- SHORT PROBLEM -
Reproduce the listing below without changes, except that pictures are left out.

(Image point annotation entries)
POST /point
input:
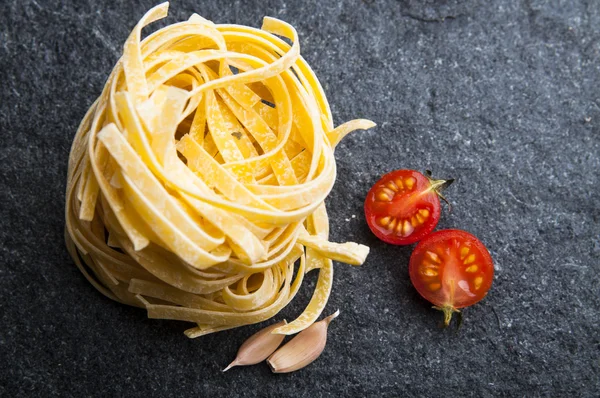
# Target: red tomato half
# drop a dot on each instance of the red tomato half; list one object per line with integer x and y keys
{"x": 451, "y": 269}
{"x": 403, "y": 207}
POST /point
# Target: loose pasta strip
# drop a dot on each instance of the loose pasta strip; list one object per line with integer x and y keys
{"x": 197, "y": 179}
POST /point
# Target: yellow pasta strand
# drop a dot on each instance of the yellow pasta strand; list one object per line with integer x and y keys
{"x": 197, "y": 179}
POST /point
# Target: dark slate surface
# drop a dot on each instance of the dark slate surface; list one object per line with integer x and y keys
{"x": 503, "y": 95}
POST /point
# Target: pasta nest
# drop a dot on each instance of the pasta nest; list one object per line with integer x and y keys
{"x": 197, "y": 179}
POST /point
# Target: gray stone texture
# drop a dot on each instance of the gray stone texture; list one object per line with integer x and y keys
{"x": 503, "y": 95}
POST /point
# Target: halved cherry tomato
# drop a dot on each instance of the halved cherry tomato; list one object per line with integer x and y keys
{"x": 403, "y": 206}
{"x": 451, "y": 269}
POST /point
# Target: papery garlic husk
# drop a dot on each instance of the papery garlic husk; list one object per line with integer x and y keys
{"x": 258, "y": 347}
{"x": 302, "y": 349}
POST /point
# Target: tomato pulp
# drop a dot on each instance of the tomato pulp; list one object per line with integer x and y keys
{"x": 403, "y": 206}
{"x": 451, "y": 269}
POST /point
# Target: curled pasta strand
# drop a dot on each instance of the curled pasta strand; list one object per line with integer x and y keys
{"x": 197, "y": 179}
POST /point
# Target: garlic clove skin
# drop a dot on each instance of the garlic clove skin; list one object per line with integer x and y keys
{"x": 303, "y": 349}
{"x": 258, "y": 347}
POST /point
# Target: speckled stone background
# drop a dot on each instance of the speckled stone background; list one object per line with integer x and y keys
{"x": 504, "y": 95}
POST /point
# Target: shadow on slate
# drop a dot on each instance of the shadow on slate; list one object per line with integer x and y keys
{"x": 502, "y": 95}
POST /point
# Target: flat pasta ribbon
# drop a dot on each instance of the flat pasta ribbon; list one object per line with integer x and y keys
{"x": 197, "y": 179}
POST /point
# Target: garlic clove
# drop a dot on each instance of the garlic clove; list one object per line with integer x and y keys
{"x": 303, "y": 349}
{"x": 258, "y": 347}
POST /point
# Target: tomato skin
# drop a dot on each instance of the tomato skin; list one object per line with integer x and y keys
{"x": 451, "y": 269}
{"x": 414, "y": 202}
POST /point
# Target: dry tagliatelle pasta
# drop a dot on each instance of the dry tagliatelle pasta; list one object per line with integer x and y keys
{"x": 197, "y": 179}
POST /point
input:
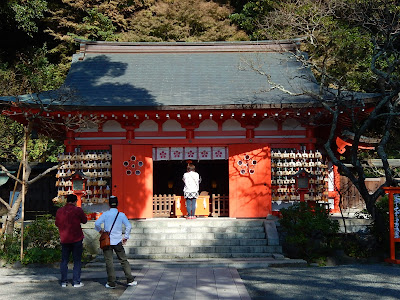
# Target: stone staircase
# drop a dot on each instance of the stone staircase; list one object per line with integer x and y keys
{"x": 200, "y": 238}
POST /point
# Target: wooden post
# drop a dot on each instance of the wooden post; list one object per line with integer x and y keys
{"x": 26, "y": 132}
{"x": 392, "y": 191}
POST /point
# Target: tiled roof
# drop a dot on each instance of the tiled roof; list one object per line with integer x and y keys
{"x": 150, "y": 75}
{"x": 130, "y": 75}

- THE RESPONSE -
POST /point
input:
# Target: red tomato half
# drop a dot on each instance of the red tomato half; list one object per line with integer x and y keys
{"x": 451, "y": 269}
{"x": 403, "y": 207}
POST /point
# Target: loose pasta strip
# drop a dot on each instance of the loose pasta strip; list one object per line with integer x and y keys
{"x": 197, "y": 179}
POST /point
# Target: yellow pasta strand
# drop a dot on each instance of the yellow pasta strand; list one object per line with integer x and y keys
{"x": 197, "y": 179}
POST /point
# Target: dark slate surface
# drop a dot on each instance of the dark slate surface; list one object per line with integer x and y keys
{"x": 503, "y": 95}
POST /point
# Target: pasta nest
# drop a dot on each instance of the pasta nest; list one object per line with integer x and y keys
{"x": 197, "y": 179}
POST /point
# Target: gray stone texture
# drop a dot on each instance of the gray stone texture; list one object per line with integer x and y keys
{"x": 503, "y": 95}
POST /point
# Target: halved cherry tomato
# drop a dot on each instance of the halved cherry tomato; list one object per line with integer x and y keys
{"x": 403, "y": 206}
{"x": 451, "y": 269}
POST /point
# Target: papery garlic husk
# drop a dot on each instance of the papery garlic husk; list one object per line with integer x and y keys
{"x": 258, "y": 347}
{"x": 302, "y": 349}
POST /point
# Target: tomato pulp
# drop a dot on each instance of the tomato pulp; list one object per line with integer x and y keys
{"x": 403, "y": 206}
{"x": 451, "y": 269}
POST /point
# Target: curled pasta strand
# drop a dot on each instance of the curled pasta strand; list one object per line with integer x and y keys
{"x": 197, "y": 179}
POST /point
# Target: garlic clove skin
# drop a dot on each instance of the garlic clove skin; list one object per line with integer x and y keys
{"x": 303, "y": 349}
{"x": 258, "y": 347}
POST /point
# Target: speckled stone background
# drop a dot on each instance of the speckled stone background; list one object per line with integer x and y keys
{"x": 504, "y": 95}
POST /point
# Target: shadow on slate
# drop a dot on each instance of the shadow on slate; list one object per line with integer x and y keys
{"x": 502, "y": 95}
POST /point
# Target: flat pasta ribbon
# drop a dot on each instance of the flat pasta ribbon; list one object per line with integer x and y keys
{"x": 197, "y": 179}
POST /point
# Target: garlic clove
# drop a dot on each instance of the garlic clove; list one object per line with integer x and y keys
{"x": 303, "y": 349}
{"x": 258, "y": 347}
POST /point
# Target: tomato skin
# drop a dot on each instance of the tomato skin; list one object per line with integer x and y keys
{"x": 451, "y": 269}
{"x": 414, "y": 202}
POST /point
# Target: dry tagliatelle pasta
# drop a dot on each instance of the dry tagliatelle pasta; list one object per line with integer x and y keys
{"x": 197, "y": 179}
POST /point
input:
# Target: stone staircase
# drop a dot on each instance of the stone staircase; list one object per line with integer x and y keys
{"x": 200, "y": 238}
POST /point
# Target: wooden post
# drop a dot on each instance of the wooden post; list one object per line with integer x and y keys
{"x": 26, "y": 132}
{"x": 392, "y": 191}
POST /point
# Target: tiled roof
# drop a dot on each instance of the tiled roof; list one object per line with integer x and y keys
{"x": 150, "y": 75}
{"x": 130, "y": 75}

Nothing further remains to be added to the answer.